• _Stated exercise_
Write each line out exactly, leaving none out.

[START Material shown]

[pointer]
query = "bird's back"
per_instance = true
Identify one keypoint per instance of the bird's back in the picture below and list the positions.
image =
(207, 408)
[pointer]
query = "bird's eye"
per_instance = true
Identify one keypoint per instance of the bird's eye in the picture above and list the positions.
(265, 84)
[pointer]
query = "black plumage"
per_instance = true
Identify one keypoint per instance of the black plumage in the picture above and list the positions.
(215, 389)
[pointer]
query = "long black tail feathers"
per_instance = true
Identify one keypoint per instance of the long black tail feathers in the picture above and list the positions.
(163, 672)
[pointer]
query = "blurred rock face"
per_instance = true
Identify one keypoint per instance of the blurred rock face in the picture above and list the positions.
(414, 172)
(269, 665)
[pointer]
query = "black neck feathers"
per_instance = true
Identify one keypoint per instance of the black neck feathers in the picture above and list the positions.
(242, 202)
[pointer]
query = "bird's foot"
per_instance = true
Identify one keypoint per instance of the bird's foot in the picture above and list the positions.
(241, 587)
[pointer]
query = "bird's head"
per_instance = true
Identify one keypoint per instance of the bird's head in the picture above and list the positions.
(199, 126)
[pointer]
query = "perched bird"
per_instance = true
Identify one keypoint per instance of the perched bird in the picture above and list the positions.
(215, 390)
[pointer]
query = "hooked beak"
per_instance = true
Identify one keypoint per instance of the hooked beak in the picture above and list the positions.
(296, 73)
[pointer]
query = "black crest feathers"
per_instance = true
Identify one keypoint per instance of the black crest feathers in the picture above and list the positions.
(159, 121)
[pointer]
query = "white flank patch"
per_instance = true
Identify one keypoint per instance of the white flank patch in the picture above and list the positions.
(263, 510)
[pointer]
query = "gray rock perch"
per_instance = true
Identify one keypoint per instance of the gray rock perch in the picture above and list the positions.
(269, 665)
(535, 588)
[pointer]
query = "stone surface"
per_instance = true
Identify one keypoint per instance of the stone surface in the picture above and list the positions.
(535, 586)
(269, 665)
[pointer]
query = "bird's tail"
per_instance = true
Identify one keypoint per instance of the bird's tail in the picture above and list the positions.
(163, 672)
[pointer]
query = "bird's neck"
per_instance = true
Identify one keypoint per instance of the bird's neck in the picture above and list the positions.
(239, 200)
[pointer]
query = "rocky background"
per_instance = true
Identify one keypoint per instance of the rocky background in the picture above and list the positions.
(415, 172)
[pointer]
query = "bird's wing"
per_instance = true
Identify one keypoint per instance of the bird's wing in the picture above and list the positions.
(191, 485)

[END Material shown]

• _Complete response_
[pointer]
query = "bird's back"
per_instance = true
Identify one keypoint per instance of the bird's back in the picture below and list the positions.
image =
(207, 408)
[pointer]
query = "bird's eye"
per_instance = true
Identify one keypoint per instance of the bird's eye in the picture above and list the positions.
(265, 84)
[pointer]
query = "black plumage"
per_instance = true
Identify one keypoint per instance of the black plumage in the picture above and list the positions.
(215, 389)
[pointer]
query = "long black tail feathers"
per_instance = true
Identify one keypoint per instance of the long black tail feathers in the picture above and list the positions.
(163, 672)
[pointer]
query = "blurred rock face"
per_instance = true
Identify one keypoint per instance of the blurred rock face in the picture above and list the positions.
(414, 172)
(269, 665)
[pointer]
query = "black neck feathers"
per_instance = true
Identify one keypoint per instance of the black neck feathers in the picture above and list the positions.
(242, 202)
[pointer]
query = "bird's foot"
per_instance = true
Identify one keypoint per instance of the bird's foot in the picture above and list the positions.
(241, 587)
[pointer]
query = "bird's head"
per_instance = true
Identify one keypoint per instance of the bird's head in the picture above and list the positions.
(199, 126)
[pointer]
query = "perched bird"
per_instance = true
Identify one keypoint per instance of the perched bird in the picture above and list the positions.
(215, 390)
[pointer]
query = "hooked beak"
per_instance = true
Identify one keypoint per instance of the hooked beak in the picture above and list the positions.
(296, 73)
[pointer]
query = "black crest feathers"
per_instance = true
Identify one keypoint per instance of the black crest feathers in the picture above and list the positions.
(159, 121)
[pointer]
query = "white flank patch"
per_instance = true
Identify one keypoint per instance of the white flank patch in the picture above and list the positions.
(263, 510)
[pointer]
query = "gray rock perch"
per_instance = true
Identify one keypoint per instance of the gray rock perch in the picture above and list the positions.
(269, 665)
(535, 588)
[pointer]
query = "stone surface"
per_instance = true
Identify one keypoint per instance of the stone surface in the picture above and list the positions.
(535, 586)
(269, 665)
[pointer]
query = "bird's tail"
per_instance = true
Identify one keypoint per instance of the bird's tail in the picture above and list the positions.
(163, 672)
[pointer]
query = "bird's neck"
per_instance = true
Identify one keypoint per instance of the bird's neck in the picture above and list the positions.
(239, 200)
[pointer]
query = "rocky background"
per_instance = true
Identify one keypoint per instance of the rocky background in the picture above and list the positions.
(415, 172)
[pointer]
query = "bird's wing"
per_instance = true
Identify one keypoint per instance of the bird's wing in the picture above and list the positions.
(191, 485)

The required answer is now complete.